● ACTION ITEM:
Please repeat exactly the line containing "Trace the outline" and each line after it in the records below, through the last.

THE DATA Block Start

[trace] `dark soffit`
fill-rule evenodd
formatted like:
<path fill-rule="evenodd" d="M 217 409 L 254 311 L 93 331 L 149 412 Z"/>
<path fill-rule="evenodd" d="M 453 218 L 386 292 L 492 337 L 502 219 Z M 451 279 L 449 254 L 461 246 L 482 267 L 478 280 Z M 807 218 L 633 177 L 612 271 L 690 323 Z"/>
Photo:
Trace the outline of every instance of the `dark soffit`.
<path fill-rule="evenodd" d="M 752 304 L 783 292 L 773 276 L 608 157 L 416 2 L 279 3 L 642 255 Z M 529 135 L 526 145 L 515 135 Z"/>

THE DATA Block End

● ANSWER SPACE:
Trace the outline of every instance of the `dark soffit`.
<path fill-rule="evenodd" d="M 752 304 L 783 292 L 773 276 L 608 157 L 416 2 L 279 3 L 642 255 Z M 529 135 L 526 145 L 515 135 Z"/>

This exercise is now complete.